Vorliegender Text |
%%
Rede · 22.11.2007 Bündnis gegen Essstörungen
Die Saison der Modenschauen in Mailand, Paris und New York läuft gerade. Da sieht man sie wieder: spindeldürre Modells, deren Anblick für tausende Jugendlicher in Deutschland zum Ideal geworden ist. Demzufolge hungern sie oder leiden unter Brech- und Fressattacken, die ihren Körper, sollten sie es überleben, lebenslang zeichnen werden. Essstörungen sind ein komplexes Suchtphänomen, auch in unserem Land. Schätzungsweise jeder 20. Magersüchtige verstirbt an der Krankheit. Beratung, Therapie und die Prävention sind in diesem Zusammenhang also durchaus kein Luxusproblem.
Die weitreichenden Konsequenzen dieses Suchtphänomens hat auch die Sozialministerin in ihrem Bericht zum Thema Essstörungen dargelegt. Sie weiß durchaus um die Sorgen und Nöte der Essgestörten und ihrer Familien, denen allerdings in Schleswig-Holstein eine regional unzureichende Beratungsstruktur gegenübersteht. Der Bericht der Ministerin vor dem Sozialausschuss endet mit dem Absatz, ich zitiere: „Ziel all dieser Bemühungen muss es sein, den Menschen mit Essstörungen im Lande ein qualitativ gutes und zeitnahes Angebot von Hilfen zu ermöglichen.“ Da eine ausreichende Versorgung, beispielsweise bezüglich der Beratungsstellen, die Essgestörte teilweise an Andere verweisen müssen, nicht gewährleistet ist, folgt meines Erachtens daraus zwingend, dass in absehbarer Zeit dezentral für mehr Beratung gesorgt werden muss
Doch wie so oft in der Politik, haben objektive Gefahrenlagen überhaupt nichts mit Problemlösungen zu tun. Der Handlungsdruck wird einerseits anerkannt, aber andererseits fehlt oft die konkrete Umsetzung. Und hier muss man gerade vor Ort handeln und Beratungsstellen, Ärzte und Informationsangebote von Krankenkassen miteinander verbinden. Dabei hat sich die Große Koalition selbst in ihrem Koalitionsvertrag festgelegt, als sie gelobte, ich zitiere: „Ziel ist ein landesweites Netz Regionen bezogener ambulanter Grundversorgung von suchtgefährdeten und abhängigen Menschen und ihren Bezugspersonen.“ (Koalitionsvertrag, Seite 40). Hier muss die Landesregierung dann auch sagen, wie sie die einzelnen Akteure in den Regionen, die durchaus sehr unterschiedlich strukturiert sind, unterstützen will.
%%
[Einträge des Datensatzes]
%%
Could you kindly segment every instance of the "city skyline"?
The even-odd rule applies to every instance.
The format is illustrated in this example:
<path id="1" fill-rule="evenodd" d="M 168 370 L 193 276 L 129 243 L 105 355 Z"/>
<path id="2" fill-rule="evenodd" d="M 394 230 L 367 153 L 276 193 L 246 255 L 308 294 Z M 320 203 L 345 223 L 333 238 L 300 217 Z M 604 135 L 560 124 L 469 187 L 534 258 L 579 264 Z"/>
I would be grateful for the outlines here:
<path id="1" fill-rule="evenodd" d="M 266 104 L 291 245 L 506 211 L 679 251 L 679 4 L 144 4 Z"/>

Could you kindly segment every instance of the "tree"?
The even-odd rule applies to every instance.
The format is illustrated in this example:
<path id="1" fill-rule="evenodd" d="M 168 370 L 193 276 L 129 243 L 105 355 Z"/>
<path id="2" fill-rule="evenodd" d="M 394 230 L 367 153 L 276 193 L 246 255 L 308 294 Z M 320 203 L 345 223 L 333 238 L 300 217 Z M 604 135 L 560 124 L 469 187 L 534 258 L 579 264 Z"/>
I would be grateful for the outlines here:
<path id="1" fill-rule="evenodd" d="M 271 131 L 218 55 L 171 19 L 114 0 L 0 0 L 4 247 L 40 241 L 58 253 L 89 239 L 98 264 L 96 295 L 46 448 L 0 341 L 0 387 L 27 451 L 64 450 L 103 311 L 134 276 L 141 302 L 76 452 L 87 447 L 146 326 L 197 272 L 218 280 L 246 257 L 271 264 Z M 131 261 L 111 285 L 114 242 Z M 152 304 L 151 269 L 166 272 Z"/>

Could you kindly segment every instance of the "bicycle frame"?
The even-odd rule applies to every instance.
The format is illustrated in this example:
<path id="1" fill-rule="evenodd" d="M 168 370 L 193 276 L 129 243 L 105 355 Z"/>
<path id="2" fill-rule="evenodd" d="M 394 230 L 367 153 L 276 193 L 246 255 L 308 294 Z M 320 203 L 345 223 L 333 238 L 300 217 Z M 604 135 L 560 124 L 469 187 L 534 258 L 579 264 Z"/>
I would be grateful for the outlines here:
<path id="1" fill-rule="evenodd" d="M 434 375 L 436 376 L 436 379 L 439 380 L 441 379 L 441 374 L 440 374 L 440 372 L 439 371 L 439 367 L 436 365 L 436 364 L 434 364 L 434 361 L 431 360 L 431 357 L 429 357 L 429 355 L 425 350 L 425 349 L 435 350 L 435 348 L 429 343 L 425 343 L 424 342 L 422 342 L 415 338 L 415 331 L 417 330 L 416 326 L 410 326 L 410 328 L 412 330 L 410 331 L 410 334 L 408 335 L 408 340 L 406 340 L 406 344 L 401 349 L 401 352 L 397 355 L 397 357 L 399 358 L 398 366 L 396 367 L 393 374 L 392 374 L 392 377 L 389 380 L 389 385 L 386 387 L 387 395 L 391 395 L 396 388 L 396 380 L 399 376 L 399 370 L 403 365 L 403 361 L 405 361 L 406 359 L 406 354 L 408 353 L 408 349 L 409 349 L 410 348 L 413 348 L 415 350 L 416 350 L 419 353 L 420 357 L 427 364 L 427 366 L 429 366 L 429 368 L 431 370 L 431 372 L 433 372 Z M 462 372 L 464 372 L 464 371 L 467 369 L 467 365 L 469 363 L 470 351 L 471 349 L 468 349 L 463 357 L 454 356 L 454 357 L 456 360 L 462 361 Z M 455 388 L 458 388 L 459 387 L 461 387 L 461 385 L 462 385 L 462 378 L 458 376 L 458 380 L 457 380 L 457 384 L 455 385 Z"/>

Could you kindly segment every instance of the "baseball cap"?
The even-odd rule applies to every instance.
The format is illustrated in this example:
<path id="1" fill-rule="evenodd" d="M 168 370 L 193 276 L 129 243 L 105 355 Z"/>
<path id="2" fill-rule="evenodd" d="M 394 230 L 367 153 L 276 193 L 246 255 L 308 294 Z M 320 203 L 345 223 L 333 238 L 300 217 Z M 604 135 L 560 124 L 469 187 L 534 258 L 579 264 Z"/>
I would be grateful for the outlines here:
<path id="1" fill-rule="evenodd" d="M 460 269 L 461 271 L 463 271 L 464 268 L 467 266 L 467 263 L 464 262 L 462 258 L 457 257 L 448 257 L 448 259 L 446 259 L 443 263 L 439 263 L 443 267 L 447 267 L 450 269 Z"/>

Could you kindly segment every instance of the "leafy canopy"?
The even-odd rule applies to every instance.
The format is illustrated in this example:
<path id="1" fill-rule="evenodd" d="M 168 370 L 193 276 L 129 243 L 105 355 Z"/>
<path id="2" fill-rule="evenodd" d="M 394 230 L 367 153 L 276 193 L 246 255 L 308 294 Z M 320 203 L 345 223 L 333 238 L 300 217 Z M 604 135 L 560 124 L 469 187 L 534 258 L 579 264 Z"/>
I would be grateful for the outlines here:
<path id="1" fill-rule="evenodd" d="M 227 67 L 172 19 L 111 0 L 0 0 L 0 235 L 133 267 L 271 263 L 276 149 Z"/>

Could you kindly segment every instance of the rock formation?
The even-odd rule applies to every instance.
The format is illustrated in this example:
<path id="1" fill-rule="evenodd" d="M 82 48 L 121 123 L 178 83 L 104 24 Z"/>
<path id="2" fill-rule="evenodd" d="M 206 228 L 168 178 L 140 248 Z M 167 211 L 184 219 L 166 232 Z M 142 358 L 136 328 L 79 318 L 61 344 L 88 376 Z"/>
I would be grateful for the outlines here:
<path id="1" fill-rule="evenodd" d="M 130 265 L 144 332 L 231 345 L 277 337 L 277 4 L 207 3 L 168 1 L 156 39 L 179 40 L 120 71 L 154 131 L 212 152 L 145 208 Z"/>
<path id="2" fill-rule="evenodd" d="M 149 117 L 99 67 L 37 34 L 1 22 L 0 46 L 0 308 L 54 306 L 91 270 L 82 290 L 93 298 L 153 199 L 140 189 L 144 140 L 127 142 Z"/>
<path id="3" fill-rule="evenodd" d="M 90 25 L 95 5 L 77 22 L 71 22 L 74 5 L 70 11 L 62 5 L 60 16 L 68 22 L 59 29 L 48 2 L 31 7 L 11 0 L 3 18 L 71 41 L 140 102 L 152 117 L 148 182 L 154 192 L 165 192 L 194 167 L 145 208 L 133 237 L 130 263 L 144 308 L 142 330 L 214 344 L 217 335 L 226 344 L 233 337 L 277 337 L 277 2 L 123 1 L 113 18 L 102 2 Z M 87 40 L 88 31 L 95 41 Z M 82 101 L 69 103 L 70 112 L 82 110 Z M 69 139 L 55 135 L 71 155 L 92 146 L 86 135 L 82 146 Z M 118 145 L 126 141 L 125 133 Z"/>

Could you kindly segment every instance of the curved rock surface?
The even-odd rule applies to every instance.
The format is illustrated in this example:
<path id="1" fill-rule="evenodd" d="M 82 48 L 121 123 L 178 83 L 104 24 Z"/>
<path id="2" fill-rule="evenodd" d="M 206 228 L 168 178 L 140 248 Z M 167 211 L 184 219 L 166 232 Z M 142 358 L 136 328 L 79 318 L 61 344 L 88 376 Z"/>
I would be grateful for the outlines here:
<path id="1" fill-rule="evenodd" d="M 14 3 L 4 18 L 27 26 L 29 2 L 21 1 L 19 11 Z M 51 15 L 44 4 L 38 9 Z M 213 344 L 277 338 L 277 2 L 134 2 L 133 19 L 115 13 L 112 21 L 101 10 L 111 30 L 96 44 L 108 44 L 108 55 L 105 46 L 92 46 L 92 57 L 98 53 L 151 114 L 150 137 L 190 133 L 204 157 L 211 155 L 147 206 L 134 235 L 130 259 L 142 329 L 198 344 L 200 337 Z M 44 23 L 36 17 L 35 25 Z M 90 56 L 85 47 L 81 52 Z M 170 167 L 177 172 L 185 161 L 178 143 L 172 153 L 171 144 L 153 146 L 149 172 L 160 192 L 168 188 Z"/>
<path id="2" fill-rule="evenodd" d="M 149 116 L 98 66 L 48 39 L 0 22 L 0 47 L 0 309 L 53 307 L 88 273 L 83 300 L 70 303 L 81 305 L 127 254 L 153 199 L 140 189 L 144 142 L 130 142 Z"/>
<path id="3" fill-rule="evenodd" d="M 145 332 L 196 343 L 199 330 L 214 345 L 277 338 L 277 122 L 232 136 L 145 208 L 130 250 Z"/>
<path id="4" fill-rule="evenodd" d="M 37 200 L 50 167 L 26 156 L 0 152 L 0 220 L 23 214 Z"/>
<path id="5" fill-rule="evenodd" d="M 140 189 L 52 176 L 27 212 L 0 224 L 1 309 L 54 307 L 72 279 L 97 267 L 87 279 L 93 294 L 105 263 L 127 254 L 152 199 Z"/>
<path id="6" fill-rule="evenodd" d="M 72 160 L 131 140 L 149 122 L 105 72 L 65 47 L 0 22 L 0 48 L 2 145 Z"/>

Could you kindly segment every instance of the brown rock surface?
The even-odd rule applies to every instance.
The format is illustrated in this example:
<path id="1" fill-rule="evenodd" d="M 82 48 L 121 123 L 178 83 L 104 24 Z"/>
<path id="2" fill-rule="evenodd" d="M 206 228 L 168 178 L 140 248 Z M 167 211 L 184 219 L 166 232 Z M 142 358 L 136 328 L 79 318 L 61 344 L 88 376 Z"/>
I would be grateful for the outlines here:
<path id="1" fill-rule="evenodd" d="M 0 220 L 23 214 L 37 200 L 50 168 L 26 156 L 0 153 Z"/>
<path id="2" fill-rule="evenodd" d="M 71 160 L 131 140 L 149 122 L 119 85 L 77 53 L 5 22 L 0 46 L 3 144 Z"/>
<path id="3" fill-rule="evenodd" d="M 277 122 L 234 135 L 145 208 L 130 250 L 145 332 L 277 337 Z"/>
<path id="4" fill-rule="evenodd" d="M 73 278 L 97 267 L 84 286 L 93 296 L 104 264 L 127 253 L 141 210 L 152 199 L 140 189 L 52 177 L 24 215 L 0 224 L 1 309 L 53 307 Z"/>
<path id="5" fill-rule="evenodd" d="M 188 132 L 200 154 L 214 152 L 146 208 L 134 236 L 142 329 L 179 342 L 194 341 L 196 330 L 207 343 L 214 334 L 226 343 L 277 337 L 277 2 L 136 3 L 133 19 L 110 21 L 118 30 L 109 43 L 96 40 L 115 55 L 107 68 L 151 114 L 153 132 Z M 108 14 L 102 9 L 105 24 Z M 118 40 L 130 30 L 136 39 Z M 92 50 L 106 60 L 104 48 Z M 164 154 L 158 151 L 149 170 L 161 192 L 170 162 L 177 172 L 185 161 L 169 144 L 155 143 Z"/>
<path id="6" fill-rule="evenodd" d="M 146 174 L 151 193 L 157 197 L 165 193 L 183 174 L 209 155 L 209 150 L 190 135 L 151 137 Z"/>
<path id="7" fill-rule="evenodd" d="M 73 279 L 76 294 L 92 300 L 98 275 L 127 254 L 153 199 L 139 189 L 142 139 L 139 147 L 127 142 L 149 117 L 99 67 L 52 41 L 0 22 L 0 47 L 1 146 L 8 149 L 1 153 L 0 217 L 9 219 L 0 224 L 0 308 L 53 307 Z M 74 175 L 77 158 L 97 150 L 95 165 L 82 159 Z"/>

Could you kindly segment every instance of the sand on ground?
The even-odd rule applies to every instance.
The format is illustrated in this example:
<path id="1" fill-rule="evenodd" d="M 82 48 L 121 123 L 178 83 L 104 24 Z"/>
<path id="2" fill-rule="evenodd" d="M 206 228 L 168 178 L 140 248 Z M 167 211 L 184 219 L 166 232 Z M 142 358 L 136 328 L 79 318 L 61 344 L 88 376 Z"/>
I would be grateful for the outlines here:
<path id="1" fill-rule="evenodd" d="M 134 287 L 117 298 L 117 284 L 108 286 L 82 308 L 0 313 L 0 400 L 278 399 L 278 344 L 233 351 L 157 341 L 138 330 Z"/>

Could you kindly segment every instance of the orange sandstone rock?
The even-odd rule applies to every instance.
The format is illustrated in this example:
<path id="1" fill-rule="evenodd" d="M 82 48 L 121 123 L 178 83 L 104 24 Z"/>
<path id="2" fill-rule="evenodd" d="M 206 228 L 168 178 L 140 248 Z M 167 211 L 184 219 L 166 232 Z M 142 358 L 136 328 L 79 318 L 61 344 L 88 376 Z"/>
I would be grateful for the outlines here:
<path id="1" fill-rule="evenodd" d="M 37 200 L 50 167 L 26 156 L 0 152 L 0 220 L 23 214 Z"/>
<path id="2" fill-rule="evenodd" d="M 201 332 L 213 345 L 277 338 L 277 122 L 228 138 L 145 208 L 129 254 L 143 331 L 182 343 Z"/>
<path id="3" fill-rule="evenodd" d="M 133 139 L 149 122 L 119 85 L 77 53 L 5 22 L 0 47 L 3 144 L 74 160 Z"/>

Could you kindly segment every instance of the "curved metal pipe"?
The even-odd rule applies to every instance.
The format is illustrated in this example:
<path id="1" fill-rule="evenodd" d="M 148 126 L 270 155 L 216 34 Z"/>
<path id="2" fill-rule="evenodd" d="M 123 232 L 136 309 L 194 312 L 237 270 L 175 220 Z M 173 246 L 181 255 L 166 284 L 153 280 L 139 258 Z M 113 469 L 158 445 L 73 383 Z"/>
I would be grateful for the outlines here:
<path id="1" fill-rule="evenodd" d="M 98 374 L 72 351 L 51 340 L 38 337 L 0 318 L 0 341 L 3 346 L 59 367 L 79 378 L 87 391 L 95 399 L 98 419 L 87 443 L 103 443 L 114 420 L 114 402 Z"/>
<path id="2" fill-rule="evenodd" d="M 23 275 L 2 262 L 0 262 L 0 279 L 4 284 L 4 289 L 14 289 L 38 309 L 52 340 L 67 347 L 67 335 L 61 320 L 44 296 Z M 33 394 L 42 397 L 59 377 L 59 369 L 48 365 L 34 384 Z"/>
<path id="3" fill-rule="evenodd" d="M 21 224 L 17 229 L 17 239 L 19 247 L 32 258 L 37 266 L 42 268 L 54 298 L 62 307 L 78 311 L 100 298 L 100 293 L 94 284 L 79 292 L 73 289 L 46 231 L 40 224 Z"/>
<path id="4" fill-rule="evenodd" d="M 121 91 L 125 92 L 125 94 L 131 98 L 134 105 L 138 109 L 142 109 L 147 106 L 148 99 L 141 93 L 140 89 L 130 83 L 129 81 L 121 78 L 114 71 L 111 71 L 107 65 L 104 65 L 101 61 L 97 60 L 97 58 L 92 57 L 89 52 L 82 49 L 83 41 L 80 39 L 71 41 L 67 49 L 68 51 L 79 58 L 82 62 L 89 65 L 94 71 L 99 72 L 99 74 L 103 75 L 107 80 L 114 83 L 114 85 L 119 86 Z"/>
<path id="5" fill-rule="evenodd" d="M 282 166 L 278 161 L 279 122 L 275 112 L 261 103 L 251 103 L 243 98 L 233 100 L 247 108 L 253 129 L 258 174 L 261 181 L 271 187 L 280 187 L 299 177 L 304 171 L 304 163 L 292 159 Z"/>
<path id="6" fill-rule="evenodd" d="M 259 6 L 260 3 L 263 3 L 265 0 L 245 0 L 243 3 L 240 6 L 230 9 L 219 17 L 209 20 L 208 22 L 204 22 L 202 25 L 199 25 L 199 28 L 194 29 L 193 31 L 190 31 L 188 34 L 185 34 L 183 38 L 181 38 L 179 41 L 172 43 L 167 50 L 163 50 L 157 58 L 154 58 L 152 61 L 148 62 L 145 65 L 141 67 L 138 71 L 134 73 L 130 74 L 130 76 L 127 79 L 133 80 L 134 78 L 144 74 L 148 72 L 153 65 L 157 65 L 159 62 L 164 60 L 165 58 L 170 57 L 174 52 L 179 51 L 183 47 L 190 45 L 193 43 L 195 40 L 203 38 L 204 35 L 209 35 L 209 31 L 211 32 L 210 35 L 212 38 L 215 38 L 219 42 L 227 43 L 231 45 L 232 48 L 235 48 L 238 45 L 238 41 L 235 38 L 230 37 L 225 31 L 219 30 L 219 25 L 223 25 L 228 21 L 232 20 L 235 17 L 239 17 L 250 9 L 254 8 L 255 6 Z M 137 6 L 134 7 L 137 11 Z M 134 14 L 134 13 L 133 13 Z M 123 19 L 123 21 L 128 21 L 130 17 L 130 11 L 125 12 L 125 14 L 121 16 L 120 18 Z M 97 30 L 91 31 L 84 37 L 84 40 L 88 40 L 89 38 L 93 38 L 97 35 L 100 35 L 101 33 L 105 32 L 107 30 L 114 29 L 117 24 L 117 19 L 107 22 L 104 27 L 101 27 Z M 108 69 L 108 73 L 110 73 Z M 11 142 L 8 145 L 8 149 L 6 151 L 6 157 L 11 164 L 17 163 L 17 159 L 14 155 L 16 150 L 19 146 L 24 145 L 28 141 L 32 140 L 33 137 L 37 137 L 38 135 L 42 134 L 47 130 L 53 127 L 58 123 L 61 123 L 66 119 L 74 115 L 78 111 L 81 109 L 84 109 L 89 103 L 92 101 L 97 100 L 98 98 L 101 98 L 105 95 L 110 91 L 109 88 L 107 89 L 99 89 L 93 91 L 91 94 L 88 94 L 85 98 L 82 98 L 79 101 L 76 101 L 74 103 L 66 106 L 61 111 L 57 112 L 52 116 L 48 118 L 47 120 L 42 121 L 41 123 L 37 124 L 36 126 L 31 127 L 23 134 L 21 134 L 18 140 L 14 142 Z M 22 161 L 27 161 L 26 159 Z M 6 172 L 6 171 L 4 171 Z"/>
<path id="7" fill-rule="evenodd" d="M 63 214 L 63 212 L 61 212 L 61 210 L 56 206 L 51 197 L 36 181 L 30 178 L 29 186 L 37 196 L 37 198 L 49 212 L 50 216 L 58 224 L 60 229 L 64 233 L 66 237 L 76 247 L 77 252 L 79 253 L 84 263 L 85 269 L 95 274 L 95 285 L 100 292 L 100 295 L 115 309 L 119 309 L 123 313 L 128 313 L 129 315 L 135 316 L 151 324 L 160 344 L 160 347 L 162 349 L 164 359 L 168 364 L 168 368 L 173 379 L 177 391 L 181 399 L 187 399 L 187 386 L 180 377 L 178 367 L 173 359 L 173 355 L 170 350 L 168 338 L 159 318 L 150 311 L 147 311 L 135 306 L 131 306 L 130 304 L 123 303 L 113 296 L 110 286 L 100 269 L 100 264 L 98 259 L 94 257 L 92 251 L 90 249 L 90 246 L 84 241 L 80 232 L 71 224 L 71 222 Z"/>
%%
Aufgaben |
a) Bitte gib aus der Rede über Essstörungen den Abschnitt wortgetreu aus, beginnend mit „Rede · 22.11.2007“ und fortlaufend bis einschließlich „durchaus kein Luxusproblem.“.
b) Welcher Anteil der Magersüchtigen stirbt laut der Rede über Essstörungen schätzungsweise an der Krankheit?
c) Nenne alle Städte, die die Rede über Essstörungen als Orte der laufenden Modenschau-Saison aufzählt.

Lösungen |
a)
Rede · 22.11.2007 Bündnis gegen Essstörungen
Die Saison der Modenschauen in Mailand, Paris und New York läuft gerade. Da sieht man sie wieder: spindeldürre Modells, deren Anblick für tausende Jugendlicher in Deutschland zum Ideal geworden ist. Demzufolge hungern sie oder leiden unter Brech- und Fressattacken, die ihren Körper, sollten sie es überleben, lebenslang zeichnen werden. Essstörungen sind ein komplexes Suchtphänomen, auch in unserem Land. Schätzungsweise jeder 20. Magersüchtige verstirbt an der Krankheit. Beratung, Therapie und die Prävention sind in diesem Zusammenhang also durchaus kein Luxusproblem.

b) Schätzungsweise jeder 20. Magersüchtige stirbt an der Krankheit.

c) Mailand, Paris, New York